## Written problem
Rewrite the paragraph of the Wilhelm Unger passage below that begins "Wilhelm Unger was born in Hohensalza" as a brief list of its main facts.

[START OF Document passage]

= Wilhelm Unger =

German author, journalist and theatre critic

Wilhelm Unger (4 June 1904 – 19 December 1985) was a German writer, journalist and theatre critic.

He was also the younger brother of the writer and dramaturge Alfred H. Unger.

== Life ==
Wilhelm Unger was born in Hohensalza (today called Inowrocław), at that time a small industrial town in the Prussian Province of Posen which since 1945 has been in the centre of Poland. His father, Samuel Unger, was a Jewish physician originally from Cologne. His mother, Flora Unger, had been born in Russia. In 1907, when he was just 3, the family moved back to Cologne which is where Unger completed his schooling and an apprenticeship in publishing and the book trade. He then moved on to study Germanistics, Philosophy and Psychology at Cologne and nearby Bonn.

After this he worked for the newspaper Kölnische Zeitung and for the West German Radio (WDR) service which had relaunched and relocated to Cologne from Münster in 1926. His first book, "Beethovens Vermächtnis" ("Beethoven's Legacy") was published in 1929 but fell victim to government book burnings in 1933.

The Nazi take-over in January 1933 ushered in twelve years during which antisemitism quickly became an integral underpinning of government strategy. As professional opportunities were closed off and racist street violence increased, many Jews fled abroad. The Unger family, initially, stayed in Germany. However, on 15 March 1939, as news services reported the German military invasion of Czechoslovakia, Wilhelm Unger fled to England, where his brother had been living since 1937. Their two sisters, Ella and Grete, would be murdered in concentration camps. The brothers discovered only in 1945 that their parents had outlived the Nazi regime, held in the Theresienstadt concentration camp.

[END OF Document passage]
[START OF Supplied data]

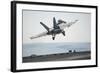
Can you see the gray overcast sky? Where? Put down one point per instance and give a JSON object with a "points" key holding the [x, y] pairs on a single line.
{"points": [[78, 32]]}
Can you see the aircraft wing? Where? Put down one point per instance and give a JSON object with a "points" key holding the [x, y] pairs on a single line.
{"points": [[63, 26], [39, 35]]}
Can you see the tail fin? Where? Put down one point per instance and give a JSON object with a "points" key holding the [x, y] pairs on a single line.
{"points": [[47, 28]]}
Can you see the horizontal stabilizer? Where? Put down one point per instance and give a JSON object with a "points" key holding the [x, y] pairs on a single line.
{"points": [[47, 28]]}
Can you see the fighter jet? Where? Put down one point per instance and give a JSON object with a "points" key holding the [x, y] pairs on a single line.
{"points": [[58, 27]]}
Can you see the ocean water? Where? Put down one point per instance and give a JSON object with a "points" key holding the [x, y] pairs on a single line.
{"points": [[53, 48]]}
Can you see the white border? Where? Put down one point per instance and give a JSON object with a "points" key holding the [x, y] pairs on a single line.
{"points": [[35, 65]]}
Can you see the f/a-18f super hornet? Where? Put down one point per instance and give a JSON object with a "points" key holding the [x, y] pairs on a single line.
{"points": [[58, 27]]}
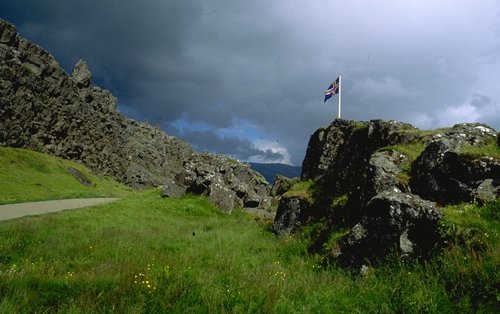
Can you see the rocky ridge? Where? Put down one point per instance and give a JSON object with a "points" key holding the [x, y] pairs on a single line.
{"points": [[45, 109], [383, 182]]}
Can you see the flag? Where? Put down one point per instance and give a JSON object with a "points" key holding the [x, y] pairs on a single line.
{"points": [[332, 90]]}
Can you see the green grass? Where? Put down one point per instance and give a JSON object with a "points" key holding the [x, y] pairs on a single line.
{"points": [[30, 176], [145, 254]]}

[END OF Supplied data]
[START OF Supplied data]

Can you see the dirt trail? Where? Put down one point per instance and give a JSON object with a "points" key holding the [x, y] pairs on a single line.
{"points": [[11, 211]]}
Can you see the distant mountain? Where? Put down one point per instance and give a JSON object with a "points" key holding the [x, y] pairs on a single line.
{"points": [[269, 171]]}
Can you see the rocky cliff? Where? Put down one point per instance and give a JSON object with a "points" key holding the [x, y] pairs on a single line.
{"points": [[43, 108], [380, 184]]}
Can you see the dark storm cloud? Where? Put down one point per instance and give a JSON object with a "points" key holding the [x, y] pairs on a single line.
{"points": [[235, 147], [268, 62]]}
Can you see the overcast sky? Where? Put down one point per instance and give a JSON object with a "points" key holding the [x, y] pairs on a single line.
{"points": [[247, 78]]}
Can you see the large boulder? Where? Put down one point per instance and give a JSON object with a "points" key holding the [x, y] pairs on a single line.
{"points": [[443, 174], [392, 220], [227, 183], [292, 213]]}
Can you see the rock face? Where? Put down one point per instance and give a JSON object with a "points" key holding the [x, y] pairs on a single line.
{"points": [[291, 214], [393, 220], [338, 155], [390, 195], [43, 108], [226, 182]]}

[END OF Supplied data]
[START OF Supplied data]

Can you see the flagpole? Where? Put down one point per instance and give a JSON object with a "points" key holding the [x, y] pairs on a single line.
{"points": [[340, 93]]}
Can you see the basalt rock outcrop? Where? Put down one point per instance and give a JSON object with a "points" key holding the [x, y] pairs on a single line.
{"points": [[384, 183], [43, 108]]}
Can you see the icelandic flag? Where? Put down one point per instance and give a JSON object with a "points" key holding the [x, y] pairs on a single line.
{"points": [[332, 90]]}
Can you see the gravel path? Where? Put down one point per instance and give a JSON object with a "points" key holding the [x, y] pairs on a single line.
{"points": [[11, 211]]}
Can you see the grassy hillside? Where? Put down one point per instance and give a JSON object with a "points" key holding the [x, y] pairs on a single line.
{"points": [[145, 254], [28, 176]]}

[END OF Supplied data]

## Answer to this exercise
- Born in Hohensalza (today Inowrocław), then a small industrial town in the Prussian Province of Posen and in central Poland since 1945
- Father: Samuel Unger, a Jewish physician originally from Cologne
- Mother: Flora Unger, born in Russia
- In 1907, when he was 3, the family moved back to Cologne
- Completed his schooling and an apprenticeship in publishing and the book trade in Cologne
- Studied Germanistics, Philosophy and Psychology at Cologne and Bonn